- _EXTRAIT SOURCE_:
▼▼▼

Le jour de mon arrivée, je reçus encore de nombreux télégrammes m’apportant les salutations et les félicitations de ma famille, de mes amis, de mes camarades d’études, de mes compagnons d’armes et autres.
Au Caire même, je trouvai S. A. R. le Duc de Wurtemberg et le général de cavalerie, le prince Louis Esterhazy qui, autrefois, commandait la campagne de Bosnie à laquelle j’avais pris part comme jeune lieutenant de réserve; après s’être intéressés à mon sort, ils eurent la bonté de m’exprimer de la façon la plus cordiale la joie qu’ils éprouvaient de me voir libre.
S. A. le Khédive me reçut avec une grâce touchante; me promut au grade de colonel et me décerna le titre de Pacha.
Quelques jours après mon arrivée, j’étais sur le balcon du palais du consulat et admirais les fleurs aux corolles veloutées et leurs feuilles chatoyant au soleil comme de riches étoffes, premier sourire de la végétation à la nature qui renaissait..... soudain, ces mots revinrent à ma mémoire: Falz-Fein, Ascania-Nova, gouvernement de Tauride, Russie méridionale. Je ne fis qu’un saut dans ma chambre et avisai l’ancien possesseur de la grue comment elle avait été vue et tuée à la fin de 1892. Que de réminiscences, que de vieux souvenirs en traçant ces lignes et combien j’étais heureux de pouvoir satisfaire le vœu de M. Falz-Fein. Les remerciements qui ne tardèrent pas à me parvenir me prouvèrent, du reste, que mon intérêt pour ce petit épisode était justifié.

▲▲▲

- _DONNÉES FOURNIES_:

▼▼▼

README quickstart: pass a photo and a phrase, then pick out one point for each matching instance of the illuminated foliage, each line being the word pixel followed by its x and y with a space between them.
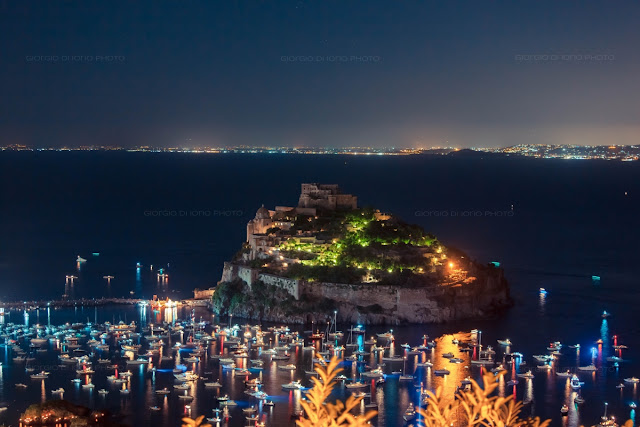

▲▲▲

- _TRAVAIL DEMANDÉ_:
1) Dans le récit du retour au Caire, répondez brièvement à chaque question :
(a) Quelle campagne le prince Louis Esterhazy commandait-il autrefois ?
(b) Quel grade et quel titre le Khédive accorda-t-il au narrateur ?
(c) Où se tenait le narrateur lorsque les mots « Falz-Fein, Ascania-Nova » lui revinrent en mémoire ?
2) Rédigez la suite du récit du retour au Caire, à partir de sa dernière phrase.

- _RÉPONSES ATTENDUES_:
1)
(a) La campagne de Bosnie.
(b) Le grade de colonel et le titre de Pacha.
(c) Sur le balcon du palais du consulat.

2)
Le Père Joseph Ohrwalder, missionnaire à Souakim lors de mon arrivée, vint au Caire pour me saluer. Il me fournit ainsi l’occasion de le remercier, lui, mon compagnon de souffrances pendant tant d’années, au moins par des paroles, pour son désintéressement, pour l’activité qu’il déploya touchant ma fuite.
Je fus, à la vérité, tellement assailli de toutes parts par des personnes qui s’intéressaient à moi ou qui m’interrogeaient par pure forme ou par curiosité, on me rendit tant d’honneurs dans les cercles et dans les sociétés que, franchement, je trouvai à peine le temps de respirer. Le contraste entre ma vie passée et ma vie actuelle était si grand que parfois il me semblait avoir fait un long rêve.
Enfin, je retrouvai le repos et surtout l’indépendance que j’avais presque totalement perdue, me préparant ainsi à un travail sérieux.
Je ne puis toutefois songer à mes années de captivité sans remercier du plus profond de mon cœur le Tout-Puissant de sa protection constante, de sa grâce immense et le bénir de m’avoir permis de revoir libre les miens et ma patrie.